• [PROBLEM]
Transcribe the lines of the records starting with the one that has "(706,197) (no space after the comma)." in it and ending with the last, and transcribe nothing else.

[Point placement records]
════════════════════

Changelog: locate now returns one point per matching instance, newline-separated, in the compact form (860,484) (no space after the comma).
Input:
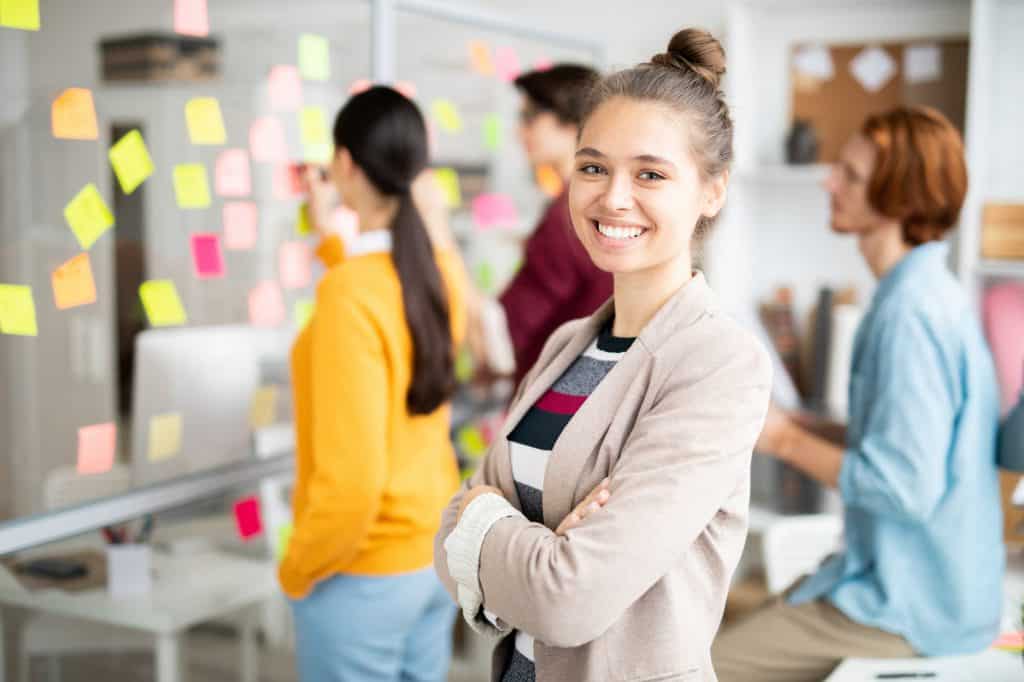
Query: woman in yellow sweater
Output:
(373,373)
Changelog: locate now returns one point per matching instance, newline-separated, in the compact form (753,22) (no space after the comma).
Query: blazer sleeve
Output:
(685,456)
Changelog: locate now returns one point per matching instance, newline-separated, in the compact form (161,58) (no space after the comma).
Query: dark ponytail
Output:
(386,136)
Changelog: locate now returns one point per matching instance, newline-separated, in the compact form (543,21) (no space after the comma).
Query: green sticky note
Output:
(17,310)
(314,57)
(190,186)
(131,161)
(163,307)
(88,216)
(19,14)
(449,179)
(493,132)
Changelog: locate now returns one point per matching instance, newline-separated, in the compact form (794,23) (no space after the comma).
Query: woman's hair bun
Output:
(696,50)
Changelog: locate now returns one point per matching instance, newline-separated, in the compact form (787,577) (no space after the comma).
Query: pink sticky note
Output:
(494,211)
(294,265)
(266,139)
(266,304)
(247,518)
(207,257)
(507,64)
(190,17)
(285,87)
(96,445)
(241,222)
(231,173)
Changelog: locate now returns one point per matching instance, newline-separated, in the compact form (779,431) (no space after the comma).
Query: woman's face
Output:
(636,193)
(847,187)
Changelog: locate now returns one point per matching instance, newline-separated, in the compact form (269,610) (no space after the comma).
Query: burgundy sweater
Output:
(557,283)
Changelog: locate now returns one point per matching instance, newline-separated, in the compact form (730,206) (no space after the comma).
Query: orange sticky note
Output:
(549,180)
(88,216)
(96,445)
(19,14)
(17,310)
(206,123)
(294,262)
(190,186)
(131,161)
(231,175)
(241,224)
(192,17)
(74,284)
(163,307)
(73,115)
(266,305)
(165,436)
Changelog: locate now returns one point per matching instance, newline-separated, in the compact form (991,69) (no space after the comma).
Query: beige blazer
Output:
(636,592)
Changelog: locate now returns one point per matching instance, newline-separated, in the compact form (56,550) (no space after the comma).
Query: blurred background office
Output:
(157,262)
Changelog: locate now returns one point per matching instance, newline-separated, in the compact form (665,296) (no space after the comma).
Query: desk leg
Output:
(168,657)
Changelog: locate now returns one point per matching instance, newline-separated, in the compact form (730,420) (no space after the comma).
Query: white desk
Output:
(186,590)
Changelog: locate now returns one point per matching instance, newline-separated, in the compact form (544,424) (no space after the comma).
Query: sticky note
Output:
(247,518)
(449,179)
(241,224)
(507,64)
(19,14)
(165,436)
(262,409)
(493,210)
(493,129)
(88,216)
(163,307)
(96,445)
(17,310)
(190,17)
(74,284)
(314,57)
(230,174)
(206,124)
(73,115)
(549,180)
(266,305)
(285,87)
(446,115)
(131,161)
(266,140)
(207,258)
(294,265)
(479,57)
(190,186)
(302,312)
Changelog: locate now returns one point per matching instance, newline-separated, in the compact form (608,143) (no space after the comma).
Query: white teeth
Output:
(621,232)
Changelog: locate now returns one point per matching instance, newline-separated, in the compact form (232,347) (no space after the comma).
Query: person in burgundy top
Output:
(558,282)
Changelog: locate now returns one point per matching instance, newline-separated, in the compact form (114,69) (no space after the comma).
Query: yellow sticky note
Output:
(88,216)
(74,284)
(190,185)
(206,124)
(73,115)
(19,14)
(165,436)
(446,115)
(314,57)
(131,161)
(263,410)
(163,307)
(449,179)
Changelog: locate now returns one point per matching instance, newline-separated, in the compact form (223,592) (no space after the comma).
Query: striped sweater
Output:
(530,443)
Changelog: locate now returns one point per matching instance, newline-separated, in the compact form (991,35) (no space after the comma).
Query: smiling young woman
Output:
(598,539)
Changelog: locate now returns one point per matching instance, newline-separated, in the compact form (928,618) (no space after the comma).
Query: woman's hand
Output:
(593,502)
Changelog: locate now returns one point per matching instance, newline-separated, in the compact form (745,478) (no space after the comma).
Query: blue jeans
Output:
(375,628)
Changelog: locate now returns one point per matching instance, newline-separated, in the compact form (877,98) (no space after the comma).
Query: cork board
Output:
(837,107)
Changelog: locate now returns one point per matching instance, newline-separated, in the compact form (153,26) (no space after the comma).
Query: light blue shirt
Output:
(924,554)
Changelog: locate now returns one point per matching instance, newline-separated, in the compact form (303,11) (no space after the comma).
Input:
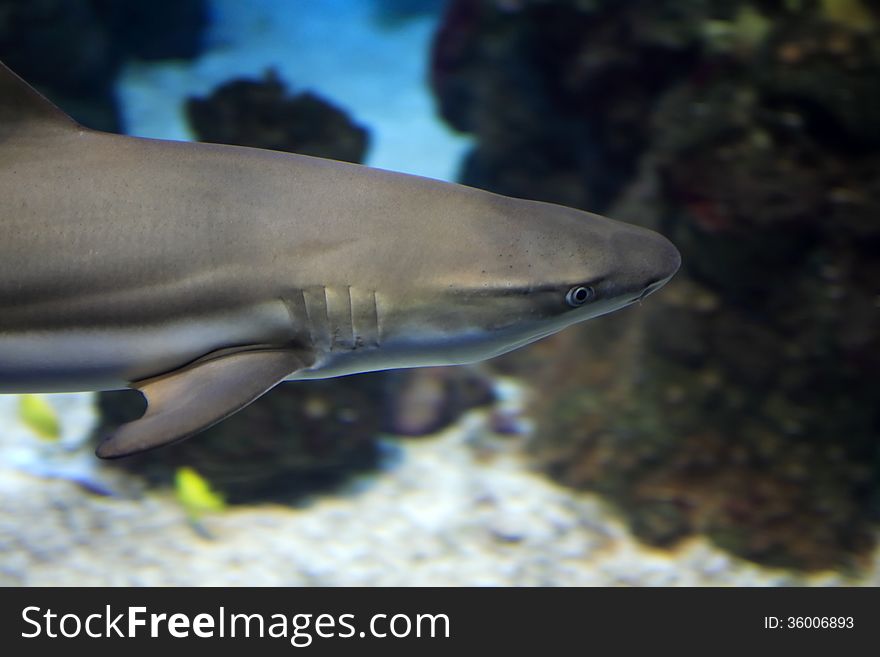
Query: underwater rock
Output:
(556,93)
(261,114)
(72,50)
(423,401)
(392,12)
(741,402)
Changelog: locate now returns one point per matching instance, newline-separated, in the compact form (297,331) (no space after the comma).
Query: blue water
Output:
(371,63)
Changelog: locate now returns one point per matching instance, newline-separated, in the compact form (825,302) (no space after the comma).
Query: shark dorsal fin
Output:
(23,108)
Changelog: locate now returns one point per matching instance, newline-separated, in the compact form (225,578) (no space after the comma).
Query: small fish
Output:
(203,275)
(39,416)
(195,494)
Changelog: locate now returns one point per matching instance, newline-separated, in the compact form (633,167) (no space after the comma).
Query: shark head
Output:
(513,272)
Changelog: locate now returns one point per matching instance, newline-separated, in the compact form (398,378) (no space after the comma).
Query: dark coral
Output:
(261,114)
(741,402)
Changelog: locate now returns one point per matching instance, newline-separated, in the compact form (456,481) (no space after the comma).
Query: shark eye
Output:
(578,296)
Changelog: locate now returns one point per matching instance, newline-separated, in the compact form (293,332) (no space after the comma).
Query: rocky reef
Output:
(72,50)
(260,113)
(741,402)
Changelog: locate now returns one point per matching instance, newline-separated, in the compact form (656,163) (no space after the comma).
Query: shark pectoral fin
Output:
(186,401)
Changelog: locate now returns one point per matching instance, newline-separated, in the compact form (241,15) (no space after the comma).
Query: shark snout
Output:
(650,260)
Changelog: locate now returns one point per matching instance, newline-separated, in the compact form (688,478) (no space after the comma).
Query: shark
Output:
(203,275)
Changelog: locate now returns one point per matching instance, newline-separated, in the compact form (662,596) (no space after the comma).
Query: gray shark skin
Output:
(203,275)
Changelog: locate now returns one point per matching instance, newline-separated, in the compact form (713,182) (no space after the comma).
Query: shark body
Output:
(203,275)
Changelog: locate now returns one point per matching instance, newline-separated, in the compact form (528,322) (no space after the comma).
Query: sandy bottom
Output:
(459,508)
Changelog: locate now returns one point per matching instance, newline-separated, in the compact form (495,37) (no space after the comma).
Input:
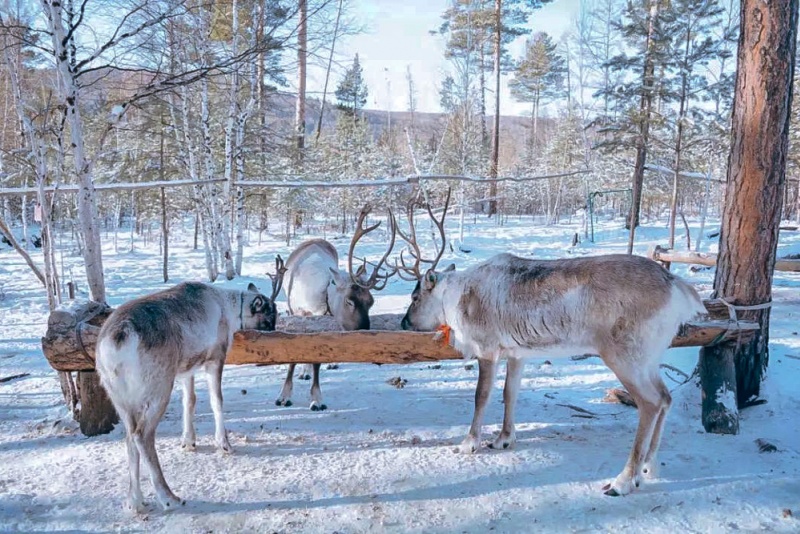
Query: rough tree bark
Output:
(495,158)
(750,220)
(645,105)
(302,54)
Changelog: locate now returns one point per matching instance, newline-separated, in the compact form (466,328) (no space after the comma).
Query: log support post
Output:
(717,368)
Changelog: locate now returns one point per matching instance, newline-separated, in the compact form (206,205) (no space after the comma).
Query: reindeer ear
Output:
(430,280)
(257,305)
(335,276)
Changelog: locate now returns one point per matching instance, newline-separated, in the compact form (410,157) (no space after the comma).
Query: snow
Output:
(381,459)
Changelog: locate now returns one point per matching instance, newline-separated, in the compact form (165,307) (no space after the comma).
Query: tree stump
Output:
(72,329)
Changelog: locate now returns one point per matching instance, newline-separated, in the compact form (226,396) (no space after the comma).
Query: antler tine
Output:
(412,240)
(414,251)
(277,278)
(358,233)
(440,225)
(372,281)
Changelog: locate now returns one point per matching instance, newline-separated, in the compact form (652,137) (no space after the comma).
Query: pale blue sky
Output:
(398,36)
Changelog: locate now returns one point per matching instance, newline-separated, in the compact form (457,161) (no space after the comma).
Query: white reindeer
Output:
(625,308)
(316,286)
(148,342)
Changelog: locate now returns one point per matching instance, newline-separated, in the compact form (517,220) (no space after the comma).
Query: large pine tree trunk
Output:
(302,44)
(495,158)
(645,105)
(756,174)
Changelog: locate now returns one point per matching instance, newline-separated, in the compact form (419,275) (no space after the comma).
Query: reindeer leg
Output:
(306,371)
(144,436)
(214,376)
(487,369)
(648,401)
(508,436)
(649,467)
(135,500)
(189,438)
(285,398)
(316,392)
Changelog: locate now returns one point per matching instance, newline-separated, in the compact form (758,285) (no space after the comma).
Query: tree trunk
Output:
(495,159)
(87,203)
(645,104)
(302,55)
(679,141)
(164,235)
(751,217)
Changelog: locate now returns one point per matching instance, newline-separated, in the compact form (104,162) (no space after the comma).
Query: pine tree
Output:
(648,40)
(693,47)
(352,91)
(539,77)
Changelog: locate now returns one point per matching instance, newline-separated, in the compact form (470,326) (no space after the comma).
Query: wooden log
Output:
(69,344)
(708,259)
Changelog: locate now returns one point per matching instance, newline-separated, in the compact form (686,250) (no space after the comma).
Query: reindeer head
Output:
(263,312)
(349,295)
(426,310)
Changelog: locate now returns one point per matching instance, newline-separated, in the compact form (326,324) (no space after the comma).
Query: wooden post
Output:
(97,421)
(718,376)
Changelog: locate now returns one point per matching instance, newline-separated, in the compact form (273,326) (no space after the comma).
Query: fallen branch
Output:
(578,409)
(13,377)
(619,396)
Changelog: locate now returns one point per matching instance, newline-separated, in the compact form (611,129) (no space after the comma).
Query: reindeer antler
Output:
(277,278)
(377,280)
(411,239)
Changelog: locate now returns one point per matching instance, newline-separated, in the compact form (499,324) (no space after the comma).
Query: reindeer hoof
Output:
(503,441)
(468,446)
(171,502)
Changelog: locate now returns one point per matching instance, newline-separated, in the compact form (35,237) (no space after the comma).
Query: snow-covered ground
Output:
(381,459)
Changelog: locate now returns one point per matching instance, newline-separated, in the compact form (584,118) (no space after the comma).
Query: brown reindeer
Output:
(149,342)
(316,286)
(625,308)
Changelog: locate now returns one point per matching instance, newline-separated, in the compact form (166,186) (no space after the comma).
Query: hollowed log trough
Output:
(69,344)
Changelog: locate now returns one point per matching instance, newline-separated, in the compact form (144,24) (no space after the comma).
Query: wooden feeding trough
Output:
(709,259)
(69,343)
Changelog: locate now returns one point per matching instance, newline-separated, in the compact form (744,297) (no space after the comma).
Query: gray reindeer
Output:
(625,308)
(147,343)
(316,286)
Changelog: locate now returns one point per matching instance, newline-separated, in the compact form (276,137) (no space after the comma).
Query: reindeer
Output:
(316,286)
(625,308)
(148,342)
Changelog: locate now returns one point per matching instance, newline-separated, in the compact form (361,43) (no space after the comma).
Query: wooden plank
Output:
(73,188)
(70,342)
(708,259)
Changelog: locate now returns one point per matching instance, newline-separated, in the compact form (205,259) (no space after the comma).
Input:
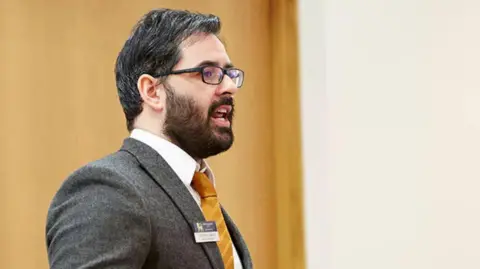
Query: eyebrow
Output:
(204,63)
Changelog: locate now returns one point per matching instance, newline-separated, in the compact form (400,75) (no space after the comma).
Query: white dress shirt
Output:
(183,165)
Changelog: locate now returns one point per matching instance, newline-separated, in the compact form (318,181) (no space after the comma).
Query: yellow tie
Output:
(212,212)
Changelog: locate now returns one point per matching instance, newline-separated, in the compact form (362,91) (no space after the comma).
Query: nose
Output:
(227,87)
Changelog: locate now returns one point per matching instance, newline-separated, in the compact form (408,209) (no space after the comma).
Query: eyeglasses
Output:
(213,75)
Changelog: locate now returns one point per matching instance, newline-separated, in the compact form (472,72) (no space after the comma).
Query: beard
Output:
(188,127)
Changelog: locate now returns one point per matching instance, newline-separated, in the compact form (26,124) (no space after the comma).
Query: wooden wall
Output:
(59,110)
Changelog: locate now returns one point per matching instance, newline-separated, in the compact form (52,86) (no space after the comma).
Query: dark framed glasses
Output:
(213,75)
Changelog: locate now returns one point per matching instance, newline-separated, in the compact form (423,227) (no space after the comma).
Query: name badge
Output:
(206,232)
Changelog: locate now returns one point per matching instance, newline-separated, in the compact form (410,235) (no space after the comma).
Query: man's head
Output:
(175,79)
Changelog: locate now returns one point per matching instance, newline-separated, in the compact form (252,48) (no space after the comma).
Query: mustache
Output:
(222,101)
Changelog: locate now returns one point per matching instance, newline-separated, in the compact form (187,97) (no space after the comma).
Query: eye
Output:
(233,73)
(208,73)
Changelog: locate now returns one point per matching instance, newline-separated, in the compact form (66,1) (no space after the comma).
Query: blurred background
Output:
(357,130)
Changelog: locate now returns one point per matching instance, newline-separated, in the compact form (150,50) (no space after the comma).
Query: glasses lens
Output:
(212,74)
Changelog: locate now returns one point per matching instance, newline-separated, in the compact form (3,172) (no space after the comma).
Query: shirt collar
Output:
(181,163)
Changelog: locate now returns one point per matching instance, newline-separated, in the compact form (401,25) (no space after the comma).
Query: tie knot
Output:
(203,185)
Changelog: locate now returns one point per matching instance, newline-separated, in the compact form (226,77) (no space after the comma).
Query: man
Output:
(153,204)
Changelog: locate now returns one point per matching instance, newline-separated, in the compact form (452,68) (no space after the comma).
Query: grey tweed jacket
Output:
(130,210)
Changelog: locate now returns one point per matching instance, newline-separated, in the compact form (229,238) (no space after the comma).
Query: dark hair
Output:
(154,47)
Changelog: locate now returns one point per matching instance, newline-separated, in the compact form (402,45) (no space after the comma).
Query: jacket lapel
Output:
(163,174)
(238,241)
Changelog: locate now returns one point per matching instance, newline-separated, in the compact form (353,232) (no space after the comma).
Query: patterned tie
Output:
(212,212)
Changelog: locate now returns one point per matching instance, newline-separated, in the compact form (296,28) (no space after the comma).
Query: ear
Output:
(149,91)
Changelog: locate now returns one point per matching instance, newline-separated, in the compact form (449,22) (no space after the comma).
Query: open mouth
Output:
(221,115)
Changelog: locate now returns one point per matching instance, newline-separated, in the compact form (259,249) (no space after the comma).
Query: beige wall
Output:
(397,95)
(59,110)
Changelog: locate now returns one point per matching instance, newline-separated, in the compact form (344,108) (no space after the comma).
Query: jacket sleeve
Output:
(97,220)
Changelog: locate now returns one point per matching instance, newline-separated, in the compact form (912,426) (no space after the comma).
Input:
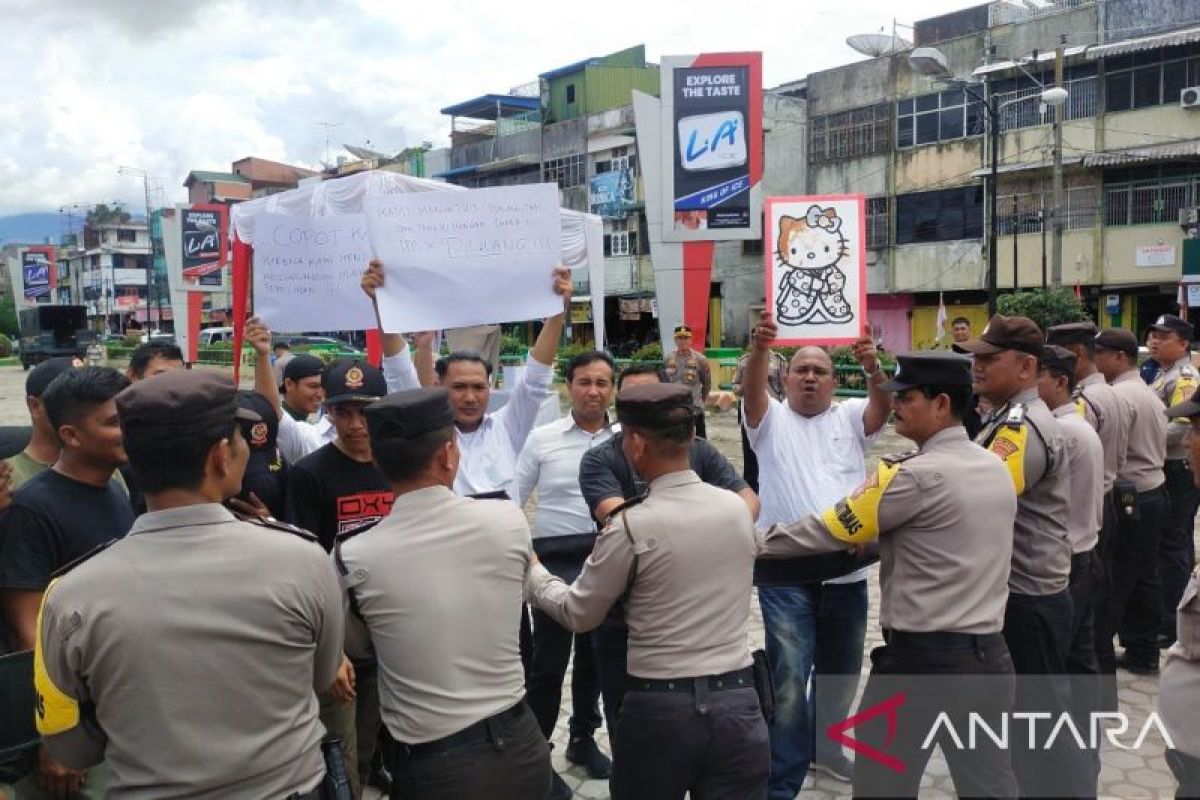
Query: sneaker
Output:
(838,768)
(585,752)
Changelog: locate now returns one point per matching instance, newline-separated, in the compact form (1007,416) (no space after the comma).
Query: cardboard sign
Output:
(815,253)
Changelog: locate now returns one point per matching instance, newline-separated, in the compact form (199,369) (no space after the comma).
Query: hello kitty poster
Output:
(815,253)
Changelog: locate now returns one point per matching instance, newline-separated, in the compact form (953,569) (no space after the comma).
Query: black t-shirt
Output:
(53,521)
(330,493)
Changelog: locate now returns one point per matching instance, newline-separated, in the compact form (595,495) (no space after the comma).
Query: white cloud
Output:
(172,85)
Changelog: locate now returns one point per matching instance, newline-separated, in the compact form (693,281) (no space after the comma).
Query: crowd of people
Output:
(330,582)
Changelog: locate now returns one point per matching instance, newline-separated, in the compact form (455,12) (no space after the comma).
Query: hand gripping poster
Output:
(815,252)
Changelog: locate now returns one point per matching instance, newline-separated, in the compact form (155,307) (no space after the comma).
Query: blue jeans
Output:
(809,627)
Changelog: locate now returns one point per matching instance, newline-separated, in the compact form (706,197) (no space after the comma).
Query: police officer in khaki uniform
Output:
(1179,689)
(683,559)
(437,588)
(1170,346)
(1027,439)
(943,516)
(690,368)
(174,654)
(1134,606)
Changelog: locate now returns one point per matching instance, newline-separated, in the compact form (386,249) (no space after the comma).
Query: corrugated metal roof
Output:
(1174,38)
(1144,155)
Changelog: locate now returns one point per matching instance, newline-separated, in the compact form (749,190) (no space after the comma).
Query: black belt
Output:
(737,679)
(941,639)
(485,731)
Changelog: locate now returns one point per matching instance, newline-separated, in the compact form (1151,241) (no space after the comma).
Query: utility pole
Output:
(1059,198)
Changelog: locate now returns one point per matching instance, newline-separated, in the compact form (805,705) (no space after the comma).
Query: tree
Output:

════════════════════

• [IN RESPONSE]
Changelog: locate now returns one point per matching instance, newline-separated, in the compact form (706,197) (no space after the comma).
Query: police officer in khaki uniform
Output:
(1179,689)
(683,559)
(437,588)
(1170,346)
(1027,439)
(943,516)
(690,368)
(174,654)
(1134,606)
Changelog: locate now returns one point per matching instance, newline-separated, in the compact form (386,249) (no space after the comma).
Query: corrugated metal roof
Output:
(1174,38)
(1144,155)
Changelog: locate now returns one point per matching instance, newline-separated, in the compact form (749,190) (no space after the comma).
Query: black belt
Output:
(737,679)
(941,639)
(485,731)
Changelog: locate now returns one point per matching instance, newline-separated, in the compact form (1151,241) (no space after the comma).
Query: utility pole
Output:
(1059,198)
Changelog: locate now returns one point per matching instance, newline-separated, in the compact form (805,705) (no space after the comma).
Query: tree
Output:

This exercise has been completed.